*** Opening of EXTRACT TO READ ***

In Mark 5, we learn about two wonderful Israelite women. At about the same time that the woman with the issue of blood began to bleed, Jairus and his wife became the parents of a baby girl. During the next several years, the little girl grew and the hemorrhaging woman grew worse. Their lives and needs converged on a narrow street in Capernaum twelve years later (see Mark 5:25,42) to teach us about hope and the love of the Savior.

The Woman With the Issue Of Blood

We first meet the woman with the issue of blood when Jesus returns to Capernaum by boat from the land of the Gergesenes. Immediately upon his arrival, “much people gathered unto him” while He was still “nigh unto the sea” (Mark 5:21, 22).

As He walked those narrow Capernaum streets, the people surrounded Him and thronged Him and pressed Him (see Luke 8:45). One of those people was this woman who had been afflicted with an awful malady for twelve years.

Leviticus 15:19 instructed the congregation of Israel that a woman with a normal condition of menstruation was to be considered unclean and separated from the camp of Israel for seven days. If the issue of blood continued beyond the normal time, “all the days of her issue shall be as the days of her separation.” (Lev. 15:25)

*** Close of EXTRACT TO READ ***
*** Opening of DATA ***

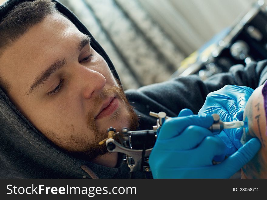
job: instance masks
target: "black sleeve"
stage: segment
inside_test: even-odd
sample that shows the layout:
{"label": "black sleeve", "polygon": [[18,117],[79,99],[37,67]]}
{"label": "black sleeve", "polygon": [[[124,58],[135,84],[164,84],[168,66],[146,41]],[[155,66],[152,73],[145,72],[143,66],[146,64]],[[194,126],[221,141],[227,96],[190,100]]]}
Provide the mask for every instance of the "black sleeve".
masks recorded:
{"label": "black sleeve", "polygon": [[255,89],[266,80],[267,60],[252,63],[245,67],[232,67],[228,72],[215,74],[204,81],[196,75],[179,77],[163,83],[125,92],[131,105],[139,115],[139,129],[150,129],[156,118],[149,112],[165,112],[171,117],[177,116],[182,109],[189,108],[197,114],[207,95],[226,85],[247,86]]}

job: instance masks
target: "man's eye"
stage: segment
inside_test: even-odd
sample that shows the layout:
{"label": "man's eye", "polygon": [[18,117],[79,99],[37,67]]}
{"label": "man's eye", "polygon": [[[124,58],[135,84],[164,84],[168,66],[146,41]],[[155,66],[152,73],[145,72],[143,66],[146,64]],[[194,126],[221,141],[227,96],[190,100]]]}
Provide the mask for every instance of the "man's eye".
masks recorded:
{"label": "man's eye", "polygon": [[93,56],[94,56],[94,55],[91,53],[89,56],[87,56],[87,57],[82,59],[82,60],[80,61],[80,63],[81,62],[88,62],[91,60],[92,57]]}
{"label": "man's eye", "polygon": [[63,84],[63,80],[64,79],[60,80],[59,81],[59,84],[57,86],[56,86],[56,87],[55,88],[55,89],[53,90],[52,91],[49,92],[47,94],[48,94],[48,95],[50,96],[52,96],[53,95],[55,94],[56,93],[58,93],[62,87],[62,85]]}

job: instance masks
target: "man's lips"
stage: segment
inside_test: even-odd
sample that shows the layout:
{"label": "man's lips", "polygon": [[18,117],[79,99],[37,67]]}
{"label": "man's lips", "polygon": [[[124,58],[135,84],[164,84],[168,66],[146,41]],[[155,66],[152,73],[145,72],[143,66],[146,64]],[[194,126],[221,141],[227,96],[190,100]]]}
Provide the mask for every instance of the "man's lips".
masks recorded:
{"label": "man's lips", "polygon": [[103,104],[98,114],[95,117],[99,119],[112,114],[119,106],[119,101],[115,97],[109,98]]}

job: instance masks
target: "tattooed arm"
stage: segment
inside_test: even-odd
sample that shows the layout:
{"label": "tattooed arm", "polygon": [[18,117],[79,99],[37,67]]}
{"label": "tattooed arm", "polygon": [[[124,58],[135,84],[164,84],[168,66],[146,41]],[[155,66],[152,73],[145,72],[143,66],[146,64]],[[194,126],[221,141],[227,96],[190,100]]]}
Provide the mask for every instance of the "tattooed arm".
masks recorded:
{"label": "tattooed arm", "polygon": [[254,91],[244,112],[244,119],[248,121],[248,126],[244,129],[241,142],[244,144],[251,138],[257,137],[261,141],[262,147],[254,158],[242,168],[242,178],[267,178],[266,103],[267,84],[265,84]]}

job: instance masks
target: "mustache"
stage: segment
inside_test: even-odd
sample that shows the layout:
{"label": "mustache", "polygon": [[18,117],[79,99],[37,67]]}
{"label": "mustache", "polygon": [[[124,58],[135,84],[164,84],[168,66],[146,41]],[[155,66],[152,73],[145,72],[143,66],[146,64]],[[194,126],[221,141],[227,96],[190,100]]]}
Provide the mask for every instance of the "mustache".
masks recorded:
{"label": "mustache", "polygon": [[[125,95],[123,90],[121,87],[116,86],[111,86],[109,88],[104,88],[100,91],[98,95],[95,97],[93,100],[92,108],[97,108],[100,105],[101,105],[107,98],[110,96],[115,95],[115,97],[122,100],[124,103],[127,101]],[[89,111],[87,114],[87,126],[89,129],[91,129],[94,132],[98,132],[95,123],[95,116],[98,114],[98,110],[96,108]]]}

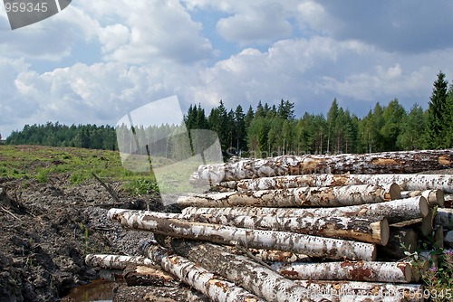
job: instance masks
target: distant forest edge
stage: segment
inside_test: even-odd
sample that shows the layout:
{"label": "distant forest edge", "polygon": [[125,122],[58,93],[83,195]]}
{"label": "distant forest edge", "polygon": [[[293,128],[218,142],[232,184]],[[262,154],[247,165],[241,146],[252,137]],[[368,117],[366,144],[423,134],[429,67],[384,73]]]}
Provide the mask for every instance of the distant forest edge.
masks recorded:
{"label": "distant forest edge", "polygon": [[[282,99],[272,107],[258,102],[246,111],[226,109],[220,100],[209,114],[191,105],[187,128],[210,129],[219,137],[224,155],[266,157],[284,154],[341,154],[439,149],[453,146],[453,85],[438,74],[427,110],[414,105],[407,111],[397,99],[377,103],[360,118],[333,99],[329,111],[294,116],[294,103]],[[169,127],[169,126],[167,126]],[[141,129],[143,131],[143,128]],[[145,129],[146,130],[146,129]],[[115,127],[65,126],[58,122],[26,125],[5,140],[10,145],[43,145],[118,150]]]}

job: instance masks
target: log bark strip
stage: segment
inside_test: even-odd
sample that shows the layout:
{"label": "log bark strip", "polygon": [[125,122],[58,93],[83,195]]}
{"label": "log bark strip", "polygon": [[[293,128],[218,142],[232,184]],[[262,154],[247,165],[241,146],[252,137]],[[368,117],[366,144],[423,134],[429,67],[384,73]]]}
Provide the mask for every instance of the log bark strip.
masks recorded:
{"label": "log bark strip", "polygon": [[409,262],[276,262],[272,264],[272,267],[280,275],[291,279],[399,283],[409,283],[412,280],[412,268]]}
{"label": "log bark strip", "polygon": [[159,246],[145,249],[145,255],[159,263],[164,270],[175,275],[184,283],[203,293],[212,301],[260,301],[256,296],[234,283],[217,278],[213,273],[187,259],[169,255],[169,250]]}
{"label": "log bark strip", "polygon": [[402,191],[401,198],[410,198],[417,196],[423,196],[426,198],[428,203],[430,206],[439,205],[439,207],[444,207],[445,198],[444,192],[442,190],[426,190],[426,191]]}
{"label": "log bark strip", "polygon": [[[359,281],[294,280],[312,293],[331,293],[331,301],[423,301],[421,284],[391,284]],[[417,295],[419,294],[419,295]]]}
{"label": "log bark strip", "polygon": [[191,180],[207,183],[280,175],[310,174],[395,174],[440,170],[453,166],[453,149],[384,152],[339,156],[283,156],[243,159],[235,163],[205,165]]}
{"label": "log bark strip", "polygon": [[124,269],[123,276],[128,287],[178,287],[180,284],[157,264],[155,267],[129,265]]}
{"label": "log bark strip", "polygon": [[210,242],[246,248],[293,251],[328,259],[373,260],[376,246],[333,238],[323,238],[288,231],[235,228],[225,225],[188,222],[183,219],[162,218],[162,213],[111,209],[110,219],[123,227],[149,231],[172,237],[197,239]]}
{"label": "log bark strip", "polygon": [[442,190],[453,193],[451,175],[333,175],[315,174],[304,175],[283,175],[242,179],[219,184],[219,186],[244,191],[288,189],[298,187],[323,187],[357,184],[386,185],[395,183],[403,191]]}
{"label": "log bark strip", "polygon": [[266,301],[304,301],[310,297],[309,293],[294,281],[246,257],[233,254],[225,247],[175,239],[171,240],[170,246],[176,253],[207,270],[216,271]]}
{"label": "log bark strip", "polygon": [[387,188],[374,184],[334,187],[303,187],[282,190],[263,190],[246,193],[226,192],[179,197],[180,208],[198,207],[332,207],[376,203],[400,198],[396,184]]}
{"label": "log bark strip", "polygon": [[429,212],[428,202],[423,196],[395,200],[372,204],[351,205],[337,208],[303,208],[279,209],[256,207],[231,208],[195,208],[182,211],[183,215],[213,214],[235,216],[268,216],[278,217],[386,217],[389,222],[396,223],[407,220],[422,218]]}
{"label": "log bark strip", "polygon": [[193,222],[229,225],[237,228],[294,231],[297,233],[355,240],[386,245],[389,221],[386,218],[360,217],[284,217],[195,214],[182,216]]}
{"label": "log bark strip", "polygon": [[156,263],[141,256],[120,256],[104,254],[88,254],[85,263],[92,267],[108,269],[124,269],[130,264],[155,266]]}

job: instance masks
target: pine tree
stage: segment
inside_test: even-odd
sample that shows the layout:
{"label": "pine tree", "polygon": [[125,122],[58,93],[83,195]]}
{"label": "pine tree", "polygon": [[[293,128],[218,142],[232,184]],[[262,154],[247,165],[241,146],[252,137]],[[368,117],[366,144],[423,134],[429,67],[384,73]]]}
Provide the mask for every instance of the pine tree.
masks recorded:
{"label": "pine tree", "polygon": [[439,71],[434,82],[434,88],[428,108],[428,127],[426,146],[429,148],[443,148],[448,146],[448,127],[449,112],[447,104],[447,90],[448,82],[445,80],[445,73]]}

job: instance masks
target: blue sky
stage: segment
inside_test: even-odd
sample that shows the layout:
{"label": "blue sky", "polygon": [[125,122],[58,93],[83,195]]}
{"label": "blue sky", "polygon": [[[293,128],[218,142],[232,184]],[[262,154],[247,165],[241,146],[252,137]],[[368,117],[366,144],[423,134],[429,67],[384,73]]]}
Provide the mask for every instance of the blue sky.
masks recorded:
{"label": "blue sky", "polygon": [[[112,3],[114,3],[112,5]],[[183,109],[295,103],[359,117],[398,99],[427,108],[453,79],[453,2],[77,0],[11,31],[0,8],[0,134],[110,124],[177,95]]]}

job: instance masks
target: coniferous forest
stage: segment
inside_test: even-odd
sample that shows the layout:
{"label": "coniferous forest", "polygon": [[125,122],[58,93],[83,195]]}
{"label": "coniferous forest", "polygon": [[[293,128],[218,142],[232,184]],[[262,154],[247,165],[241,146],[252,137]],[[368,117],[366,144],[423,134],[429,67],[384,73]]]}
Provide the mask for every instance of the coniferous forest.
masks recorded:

*** Close of DATA ***

- _COMPLETE THE FOLLOWING_:
1 - According to the Mark 5 passage, for how many days did Leviticus 15:19 say a woman with normal menstruation was to be separated from the camp of Israel?
2 - Write out the part of the Mark 5 passage starting at "We first meet" and ending at "(Mark 5:21, 22).", with its wording unchanged.

- _EXPECTED RESPONSES_:
1 - Seven days.

2 -
We first meet the woman with the issue of blood when Jesus returns to Capernaum by boat from the land of the Gergesenes. Immediately upon his arrival, “much people gathered unto him” while He was still “nigh unto the sea” (Mark 5:21, 22).